▸ EXERCISE BRIEF:
Copy down every line of the data that follows exactly. Omit the pictures.

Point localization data
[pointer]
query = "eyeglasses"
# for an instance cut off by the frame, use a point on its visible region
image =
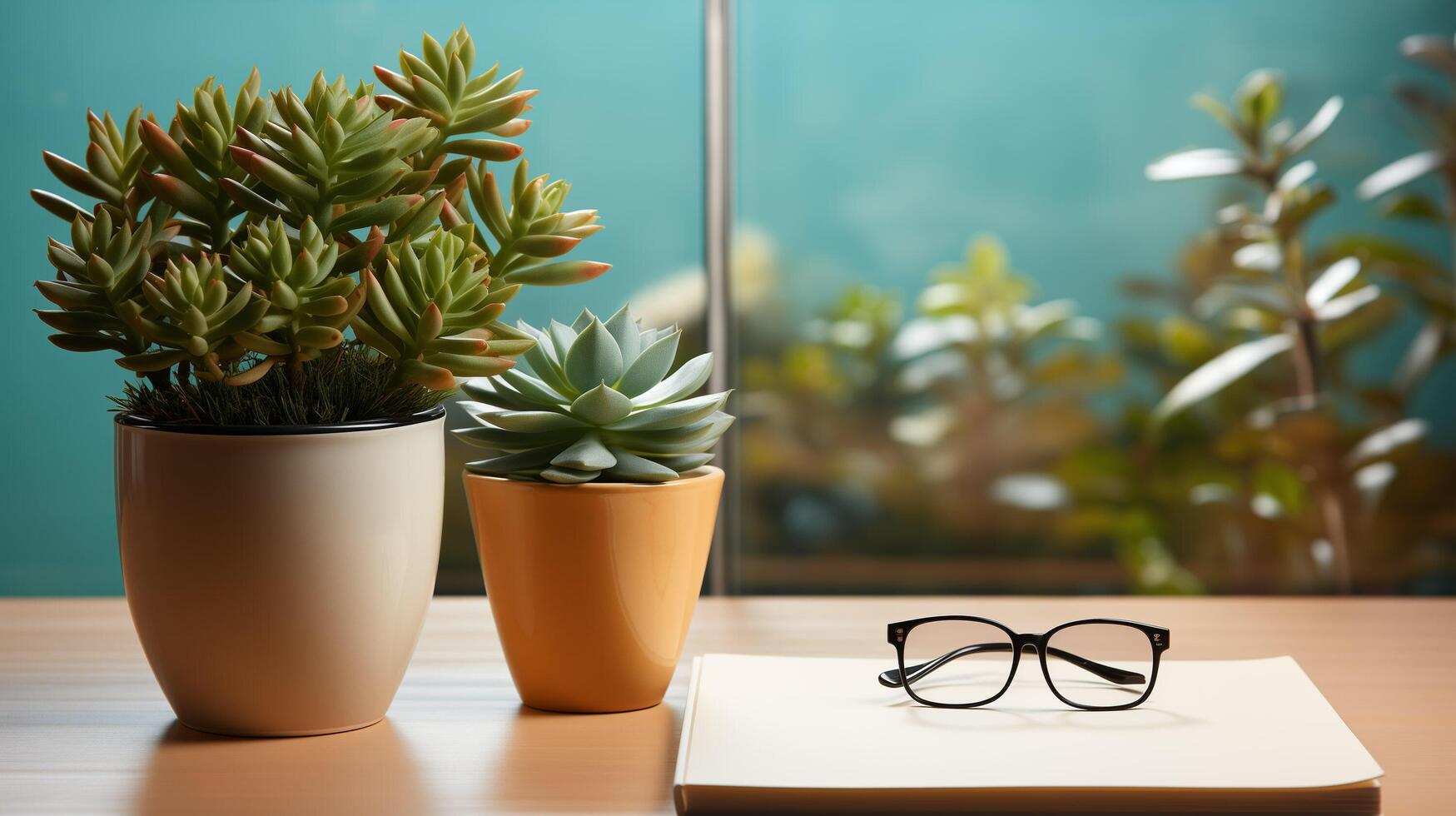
(962, 662)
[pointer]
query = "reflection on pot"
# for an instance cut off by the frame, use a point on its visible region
(360, 773)
(585, 763)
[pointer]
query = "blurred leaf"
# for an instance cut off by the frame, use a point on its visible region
(1218, 111)
(1345, 305)
(1399, 172)
(1218, 373)
(1413, 206)
(1225, 296)
(1386, 442)
(1302, 204)
(1432, 50)
(1296, 175)
(1420, 356)
(1184, 340)
(1195, 163)
(1316, 126)
(1260, 98)
(1279, 491)
(1334, 279)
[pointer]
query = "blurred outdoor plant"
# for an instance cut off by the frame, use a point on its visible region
(995, 386)
(1265, 464)
(245, 238)
(1397, 187)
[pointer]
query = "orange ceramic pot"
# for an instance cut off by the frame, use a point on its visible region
(278, 576)
(593, 585)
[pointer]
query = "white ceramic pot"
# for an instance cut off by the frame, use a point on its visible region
(278, 576)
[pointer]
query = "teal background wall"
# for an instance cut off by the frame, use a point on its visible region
(619, 116)
(874, 139)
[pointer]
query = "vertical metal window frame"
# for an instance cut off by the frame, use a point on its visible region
(718, 145)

▸ OUTPUT:
[pointer]
query = "eyeglasses"
# for an instance cut off by the frame, use a point on its visible region
image =
(962, 662)
[pointer]
query = "reflection on pot"
# for an instance cut off by the frame, use a point on its visible region
(360, 773)
(585, 763)
[pointer]
query = "blurred leaf"
# for an instance cut off by the frame, use a point on its visible region
(1218, 111)
(1345, 305)
(1399, 172)
(1218, 373)
(1413, 206)
(1225, 296)
(1386, 442)
(1302, 204)
(1432, 50)
(1296, 175)
(1420, 356)
(1184, 340)
(1195, 163)
(1316, 126)
(1260, 98)
(1279, 491)
(1334, 279)
[pointer]
query = "blurred outdoor plant"
# for an instance cut off by the frame, use a point on its visible region
(995, 386)
(1265, 464)
(245, 238)
(1397, 187)
[pointer]
query = "orange ceramic pot"
# for an instance cut off by the frame, use a point on its visible region
(278, 576)
(593, 585)
[pointer]
query = "white ceramic pot"
# for an instance cut off by the frame, use a point on its visible region
(278, 576)
[pointer]
query = "teal background wall"
# for an instance cut off by the frame, use a point on its visible region
(619, 116)
(874, 139)
[pointer]
query = "vertical metal window frame"
# for an instance cut off by the frame, use a point on its visible region
(718, 145)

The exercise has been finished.